## Task 1
In the theater review, who plays the role of Nick?
## Task 2
Please quote the theater review from "I just realized" to "to her rescue.".
## Task 3
Extend the review of the musical, picking up after its final sentence.

## Text provided
▼

And then there’s MJ’s golden boy Nick, who’s had mom direct his life for so long, he’s practically lost himself in the process. We’ll discover how being unable to think, and act quickly in an emergency, leads to dire consequences. Isaac Kueber as Nick will later wow us with his solo, “Perfect,” that portrays the agony of trying to live up to ever-rising expectations to gain a mother’s love whose very identity is tied to her son being the best. But for now, he’s content in the role of peacemaker, singing, “And all I really want is some peace man. A place to find a common ground.”

Best friends, and more, Jo and Frankie are the leads in audience favorite “Hand in My Pocket,” up next. Where we first sit up and take notice of Sidney Freihofer, as Jo’s intense vocals match her lezzie swagger. It’s pure pleasure to hear Jo sing: “I’m broke but I’m happy. I’m poor but I’m kind … I’m sane but I’m overwhelmed, I’m lost but I’m hopeful, baby.” “And what it all comes down to is that everything’s gonna be fine, fine, fine. Cause I got one hand in my pocket. And the other one is giving a high five.” Frankie joins her for the final refrain backed by the Company, and life couldn’t be sweeter.
I just realized this outstanding musical, whose cast recording album also went on to win a Grammy Award in 2021 for Best Musical Theater Album, was, afterall, conceived and written by a woman, actually two women when Diablo Cody joined Morissette to write the book. While still true to life, this might explain why many male characters turn out to be, shall we say, “disappointing” (at least from a female perspective). When honest and naive 16-year-old Frankie is swept away by love for heterosexual Phoenix (Manny Tuerina), he lets her down when she impulsively runs away to join him in the big city and professes her love. True, this is a childish move on her part, but the least he could do is see her safely back home. Instead, he makes an excuse when she calls for help. It’s best girlfriend Jo, whom she’d dumped for Phoenix and is still angry, who nevertheless comes to her rescue.

▲

## Available data
▼

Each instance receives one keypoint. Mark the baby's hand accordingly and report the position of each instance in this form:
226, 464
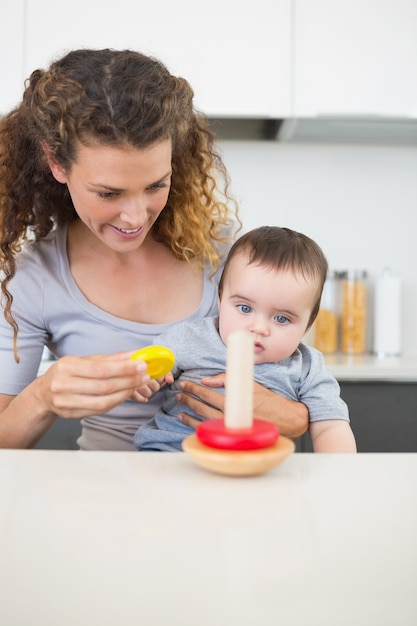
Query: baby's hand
146, 391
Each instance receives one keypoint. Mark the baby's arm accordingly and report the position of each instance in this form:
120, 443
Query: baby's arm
146, 391
332, 436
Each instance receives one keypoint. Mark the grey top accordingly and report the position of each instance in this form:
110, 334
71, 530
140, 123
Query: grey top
199, 351
50, 310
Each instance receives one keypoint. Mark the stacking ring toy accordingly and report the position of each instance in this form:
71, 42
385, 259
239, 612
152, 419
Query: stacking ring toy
160, 360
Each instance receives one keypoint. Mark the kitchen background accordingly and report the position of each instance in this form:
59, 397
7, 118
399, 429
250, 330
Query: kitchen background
349, 61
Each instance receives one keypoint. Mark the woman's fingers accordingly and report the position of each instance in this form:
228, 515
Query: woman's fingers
205, 402
82, 386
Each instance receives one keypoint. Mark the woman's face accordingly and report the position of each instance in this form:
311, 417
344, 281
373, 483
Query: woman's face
118, 192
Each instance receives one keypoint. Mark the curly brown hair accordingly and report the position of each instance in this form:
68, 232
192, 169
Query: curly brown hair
113, 98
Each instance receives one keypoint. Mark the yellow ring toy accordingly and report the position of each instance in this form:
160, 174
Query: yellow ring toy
160, 360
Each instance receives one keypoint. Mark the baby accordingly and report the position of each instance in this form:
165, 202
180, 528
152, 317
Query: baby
271, 285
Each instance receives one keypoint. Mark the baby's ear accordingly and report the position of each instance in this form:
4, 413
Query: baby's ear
57, 170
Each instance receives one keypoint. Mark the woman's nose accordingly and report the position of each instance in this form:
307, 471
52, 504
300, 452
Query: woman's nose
133, 211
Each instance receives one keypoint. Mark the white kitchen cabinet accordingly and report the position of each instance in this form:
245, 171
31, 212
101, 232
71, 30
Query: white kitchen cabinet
355, 57
235, 56
11, 55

▲

## Answer section 1
Isaac Kueber

## Answer section 2
I just realized this outstanding musical, whose cast recording album also went on to win a Grammy Award in 2021 for Best Musical Theater Album, was, afterall, conceived and written by a woman, actually two women when Diablo Cody joined Morissette to write the book. While still true to life, this might explain why many male characters turn out to be, shall we say, “disappointing” (at least from a female perspective). When honest and naive 16-year-old Frankie is swept away by love for heterosexual Phoenix (Manny Tuerina), he lets her down when she impulsively runs away to join him in the big city and professes her love. True, this is a childish move on her part, but the least he could do is see her safely back home. Instead, he makes an excuse when she calls for help. It’s best girlfriend Jo, whom she’d dumped for Phoenix and is still angry, who nevertheless comes to her rescue.

## Answer section 3
When another longtime member of their high school crowd, Bella, gets extremely drunk at a party, none of her “friends” look out for her safety. Instead, a classmate not only rapes her while she’s unconscious, but also posts a photo with her shirt pulled up that goes viral, humiliating the girl before the entire community. It eventually comes out that Bella’s longtime buddy Nick actually walked in on them while it was happening, but was too frozen to act at the time. If anything, even the women and girls around her (except for incorrigible activists Frankie and Jo) blame the victim for getting herself into this vulnerable position. And they don’t believe (or don’t want to believe) her “story” of being raped by the son of a prestigious local family.
Emily Van Vliet Perea enacts vulnerable and betrayed Bella so beautifully, it’s almost difficult to watch. When bolstered by two activist classmates, Frankie and Jo, who barely know her but care, it restores her mojo and she fights back. She files criminal charges in court and finally gets help from her single witness and a surprising confession of solidarity from that witness’s mother. Bella also performs two powerful solos (backed by the Company) in “Predator” and “No.”
Act II deals with far heavier issues than mother-daughter or even husband-wife arguments and misunderstandings. We get an ugly depiction of how easily rape can happen among inebriated teens and how, even when reported, the victims tend to suffer a lot more than the accused who often go free. And how even a highly functional member of the community like Mary Jane Healy, who was legally prescribed opioids for pain after being in a car crash, can so easily become addicted to the drug and nearly die from a street drug overdose that all too often, nowadays, is laced with fentanyl.